:: MATERIAL SHOWN ::

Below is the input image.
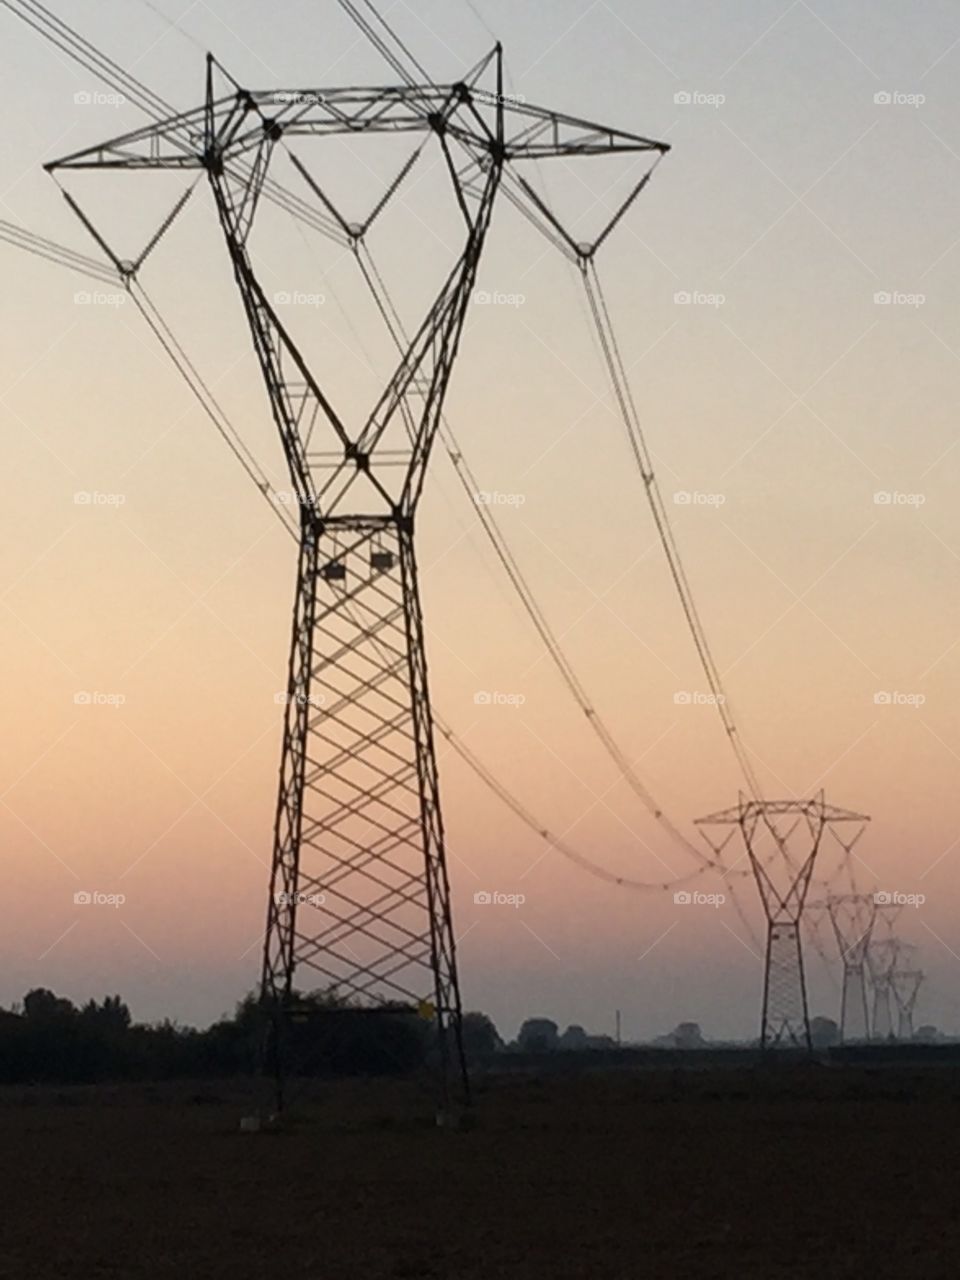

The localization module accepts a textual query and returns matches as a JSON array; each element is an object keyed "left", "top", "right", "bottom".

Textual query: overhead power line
[
  {"left": 1, "top": 214, "right": 744, "bottom": 901},
  {"left": 582, "top": 259, "right": 765, "bottom": 805}
]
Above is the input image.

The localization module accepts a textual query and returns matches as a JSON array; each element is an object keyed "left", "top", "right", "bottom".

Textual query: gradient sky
[{"left": 3, "top": 0, "right": 960, "bottom": 1042}]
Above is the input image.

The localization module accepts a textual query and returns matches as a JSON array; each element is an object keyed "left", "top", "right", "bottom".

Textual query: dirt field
[{"left": 1, "top": 1062, "right": 958, "bottom": 1279}]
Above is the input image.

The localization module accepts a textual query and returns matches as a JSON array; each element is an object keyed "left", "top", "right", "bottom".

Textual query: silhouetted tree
[
  {"left": 517, "top": 1018, "right": 559, "bottom": 1052},
  {"left": 23, "top": 988, "right": 76, "bottom": 1022},
  {"left": 80, "top": 995, "right": 131, "bottom": 1032},
  {"left": 461, "top": 1012, "right": 503, "bottom": 1062},
  {"left": 653, "top": 1021, "right": 706, "bottom": 1049},
  {"left": 559, "top": 1025, "right": 589, "bottom": 1051}
]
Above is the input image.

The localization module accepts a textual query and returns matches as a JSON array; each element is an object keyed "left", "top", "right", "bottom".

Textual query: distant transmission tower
[
  {"left": 826, "top": 893, "right": 876, "bottom": 1042},
  {"left": 869, "top": 937, "right": 914, "bottom": 1041},
  {"left": 48, "top": 49, "right": 668, "bottom": 1113},
  {"left": 891, "top": 967, "right": 924, "bottom": 1040},
  {"left": 697, "top": 795, "right": 869, "bottom": 1049}
]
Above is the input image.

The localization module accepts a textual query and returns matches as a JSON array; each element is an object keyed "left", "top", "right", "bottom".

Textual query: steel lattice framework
[
  {"left": 868, "top": 936, "right": 914, "bottom": 1041},
  {"left": 826, "top": 893, "right": 877, "bottom": 1042},
  {"left": 48, "top": 48, "right": 668, "bottom": 1111},
  {"left": 891, "top": 967, "right": 924, "bottom": 1040},
  {"left": 697, "top": 795, "right": 869, "bottom": 1050}
]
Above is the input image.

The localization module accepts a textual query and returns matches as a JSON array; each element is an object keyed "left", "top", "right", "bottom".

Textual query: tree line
[{"left": 0, "top": 988, "right": 503, "bottom": 1085}]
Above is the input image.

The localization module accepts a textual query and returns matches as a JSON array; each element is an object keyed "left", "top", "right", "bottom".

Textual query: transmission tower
[
  {"left": 868, "top": 937, "right": 914, "bottom": 1041},
  {"left": 868, "top": 946, "right": 894, "bottom": 1039},
  {"left": 865, "top": 905, "right": 902, "bottom": 1041},
  {"left": 697, "top": 795, "right": 869, "bottom": 1049},
  {"left": 891, "top": 967, "right": 924, "bottom": 1041},
  {"left": 48, "top": 49, "right": 668, "bottom": 1113},
  {"left": 826, "top": 893, "right": 876, "bottom": 1042}
]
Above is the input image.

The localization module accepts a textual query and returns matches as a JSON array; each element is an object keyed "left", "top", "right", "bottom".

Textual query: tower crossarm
[
  {"left": 45, "top": 102, "right": 211, "bottom": 170},
  {"left": 46, "top": 83, "right": 669, "bottom": 171},
  {"left": 696, "top": 799, "right": 870, "bottom": 826},
  {"left": 44, "top": 88, "right": 453, "bottom": 170},
  {"left": 496, "top": 100, "right": 669, "bottom": 160}
]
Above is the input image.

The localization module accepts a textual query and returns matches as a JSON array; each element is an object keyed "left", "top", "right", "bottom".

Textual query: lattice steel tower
[
  {"left": 892, "top": 966, "right": 924, "bottom": 1040},
  {"left": 827, "top": 893, "right": 876, "bottom": 1042},
  {"left": 698, "top": 795, "right": 869, "bottom": 1049},
  {"left": 48, "top": 48, "right": 668, "bottom": 1110},
  {"left": 869, "top": 936, "right": 914, "bottom": 1041}
]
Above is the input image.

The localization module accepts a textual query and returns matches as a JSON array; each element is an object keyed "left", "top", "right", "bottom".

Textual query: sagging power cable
[
  {"left": 582, "top": 258, "right": 765, "bottom": 804},
  {"left": 6, "top": 218, "right": 745, "bottom": 903},
  {"left": 0, "top": 216, "right": 117, "bottom": 284},
  {"left": 128, "top": 282, "right": 300, "bottom": 538},
  {"left": 349, "top": 234, "right": 723, "bottom": 872}
]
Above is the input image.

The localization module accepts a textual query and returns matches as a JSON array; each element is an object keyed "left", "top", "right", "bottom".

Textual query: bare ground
[{"left": 1, "top": 1063, "right": 958, "bottom": 1279}]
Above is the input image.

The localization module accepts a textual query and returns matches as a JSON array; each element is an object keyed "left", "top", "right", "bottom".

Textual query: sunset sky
[{"left": 2, "top": 0, "right": 960, "bottom": 1042}]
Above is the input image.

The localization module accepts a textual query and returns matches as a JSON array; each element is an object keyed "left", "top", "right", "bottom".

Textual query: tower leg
[
  {"left": 872, "top": 984, "right": 893, "bottom": 1040},
  {"left": 840, "top": 965, "right": 869, "bottom": 1042},
  {"left": 259, "top": 516, "right": 467, "bottom": 1110},
  {"left": 762, "top": 921, "right": 811, "bottom": 1049}
]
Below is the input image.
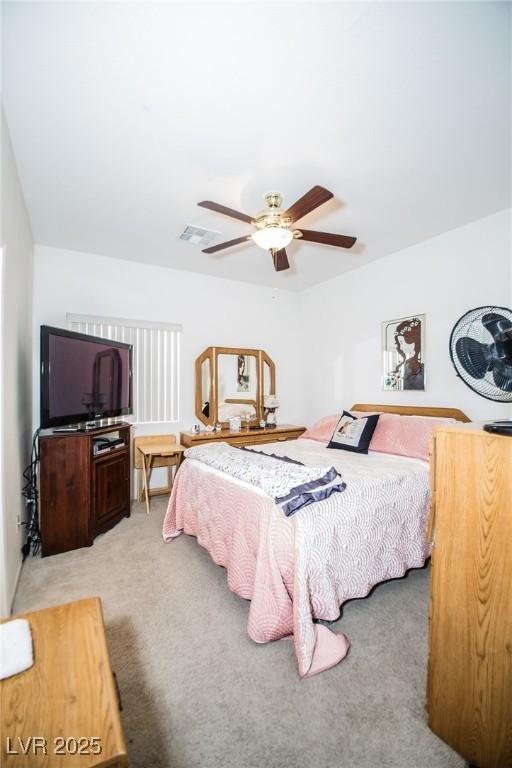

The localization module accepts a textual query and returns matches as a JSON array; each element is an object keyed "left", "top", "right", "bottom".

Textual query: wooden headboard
[{"left": 351, "top": 404, "right": 470, "bottom": 422}]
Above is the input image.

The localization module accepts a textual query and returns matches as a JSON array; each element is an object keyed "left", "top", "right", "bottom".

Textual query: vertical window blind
[{"left": 67, "top": 314, "right": 181, "bottom": 424}]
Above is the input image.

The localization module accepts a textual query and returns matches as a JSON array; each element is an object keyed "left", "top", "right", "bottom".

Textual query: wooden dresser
[
  {"left": 427, "top": 423, "right": 512, "bottom": 768},
  {"left": 1, "top": 598, "right": 128, "bottom": 767},
  {"left": 180, "top": 424, "right": 305, "bottom": 449}
]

:: TASK GOAL ::
In your answer, print the entries above exactly, with the pictures left out.

:: COMPLETED TASK ::
Below is the input image.

The localization module accepts a textual query and returns matches as a JSON array; each element is an object keyed "left", "top", "right", "bottom".

Textual query: overhead power line
[
  {"left": 1, "top": 214, "right": 744, "bottom": 901},
  {"left": 582, "top": 259, "right": 765, "bottom": 805}
]
Above is the input image.

The localization module accepts a textual query and returns matches as a JSON array; each element is an object keyed "left", "top", "right", "bottom".

Textual query: gradient sky
[{"left": 3, "top": 0, "right": 960, "bottom": 1042}]
Above is the input image.

The localization module accepts a textual query and returns matches as a JSON array; each element is an object keyed "left", "top", "right", "bottom".

Textual query: dirt field
[{"left": 1, "top": 1062, "right": 958, "bottom": 1279}]
Above is the input image.

The localization module accepts a textual query and returns matches as a JSON array; each element is an object keyed "left", "top", "right", "bottom".

Textual query: silhouetted tree
[
  {"left": 517, "top": 1018, "right": 559, "bottom": 1052},
  {"left": 23, "top": 988, "right": 76, "bottom": 1022},
  {"left": 80, "top": 995, "right": 131, "bottom": 1032},
  {"left": 461, "top": 1012, "right": 503, "bottom": 1062},
  {"left": 653, "top": 1021, "right": 706, "bottom": 1049},
  {"left": 559, "top": 1025, "right": 589, "bottom": 1051}
]
Above is the input image.

The localization module accepts a textual query and returns matches as a JSON array; each element is an object keyed "left", "top", "right", "bottom".

Textual query: distant transmission tower
[
  {"left": 826, "top": 893, "right": 876, "bottom": 1042},
  {"left": 869, "top": 937, "right": 914, "bottom": 1041},
  {"left": 48, "top": 49, "right": 668, "bottom": 1113},
  {"left": 891, "top": 967, "right": 924, "bottom": 1040},
  {"left": 697, "top": 795, "right": 869, "bottom": 1049}
]
Above is the input image.

The localization module accepts a textual query and returns matches as a JSON array; each element is an object keyed "left", "top", "right", "bottom".

Textual query: steel lattice framework
[
  {"left": 868, "top": 936, "right": 914, "bottom": 1041},
  {"left": 826, "top": 893, "right": 877, "bottom": 1042},
  {"left": 48, "top": 48, "right": 668, "bottom": 1111},
  {"left": 891, "top": 967, "right": 924, "bottom": 1040},
  {"left": 697, "top": 795, "right": 869, "bottom": 1050}
]
Above is the input image.

The localization module accepts a textual query and returns matches as a JSON array; each element is an object keyed "left", "top", "right", "bottom".

Textual query: tree line
[{"left": 0, "top": 988, "right": 503, "bottom": 1085}]
Above is the input image.

The localization module accepts a textual query and returns matches as a JSON array; each element is an object keyed "left", "top", "right", "bottom".

Textual query: transmission tower
[
  {"left": 868, "top": 937, "right": 914, "bottom": 1041},
  {"left": 868, "top": 946, "right": 894, "bottom": 1039},
  {"left": 865, "top": 905, "right": 902, "bottom": 1041},
  {"left": 697, "top": 795, "right": 869, "bottom": 1049},
  {"left": 891, "top": 967, "right": 924, "bottom": 1041},
  {"left": 48, "top": 49, "right": 668, "bottom": 1113},
  {"left": 826, "top": 893, "right": 876, "bottom": 1042}
]
Above is the input image.

The localization module accepts a textual query and returns matches as a JSON array; each element is an object keyed "left", "top", "right", "bottom".

Textual query: tower crossarm
[
  {"left": 45, "top": 102, "right": 211, "bottom": 170},
  {"left": 46, "top": 83, "right": 669, "bottom": 171},
  {"left": 696, "top": 799, "right": 870, "bottom": 826},
  {"left": 44, "top": 88, "right": 453, "bottom": 170},
  {"left": 496, "top": 100, "right": 669, "bottom": 160}
]
Above is the input image.

The localization module accepts a textual query and returns matches as a JSON array; each element is an object keyed "left", "top", "right", "bottom".

Textual query: lattice steel tower
[
  {"left": 892, "top": 966, "right": 924, "bottom": 1040},
  {"left": 827, "top": 893, "right": 876, "bottom": 1042},
  {"left": 698, "top": 795, "right": 869, "bottom": 1049},
  {"left": 48, "top": 48, "right": 668, "bottom": 1110},
  {"left": 869, "top": 936, "right": 914, "bottom": 1041}
]
Above is the input image.

The localization module accepts a textual query and returns matches as a JSON array; each element is an object keyed "left", "top", "right", "bottom".

Textual query: sagging power cable
[
  {"left": 582, "top": 258, "right": 765, "bottom": 804},
  {"left": 6, "top": 218, "right": 745, "bottom": 903},
  {"left": 0, "top": 216, "right": 117, "bottom": 284},
  {"left": 128, "top": 282, "right": 300, "bottom": 538},
  {"left": 349, "top": 234, "right": 723, "bottom": 872}
]
Above is the input image.

The localization module accepts a textual query and returns matches as a JSON array; each element is an object keyed "left", "top", "right", "bottom".

Textual query: bare ground
[{"left": 1, "top": 1063, "right": 958, "bottom": 1279}]
Above is the input image.

The localization module accepts a textual query and returns matches as a JSON array; each element is an object keyed "left", "top", "right", "bottom".

Textual query: sunset sky
[{"left": 2, "top": 0, "right": 960, "bottom": 1042}]
Above is the input image.

The localization module accepts a textual query and returns matches as a JSON array; each element is an object keyed "left", "top", "right", "bottom".

Textual query: tower leg
[
  {"left": 872, "top": 984, "right": 893, "bottom": 1040},
  {"left": 840, "top": 965, "right": 869, "bottom": 1042},
  {"left": 259, "top": 516, "right": 467, "bottom": 1110},
  {"left": 762, "top": 921, "right": 811, "bottom": 1049}
]
Below is the input image.

The localization module accepts a textual query and returns matches as a JSON array; each element is an object keyed "left", "top", "right", "bottom".

Textual query: wooden headboard
[{"left": 351, "top": 404, "right": 470, "bottom": 422}]
Above is the input image.

The localization module accepts a textual query and returns matches as a JSON array; each element is an object keyed "left", "top", "right", "bottom".

Textual query: vertical window blind
[{"left": 67, "top": 314, "right": 181, "bottom": 424}]
Above is the input image.

The localization module accepts a textual query and returns matches as a JSON array; each element is an object keyed "left", "top", "right", "bottom".

Textual query: wooden dresser
[
  {"left": 427, "top": 423, "right": 512, "bottom": 768},
  {"left": 1, "top": 598, "right": 128, "bottom": 767},
  {"left": 180, "top": 424, "right": 305, "bottom": 449}
]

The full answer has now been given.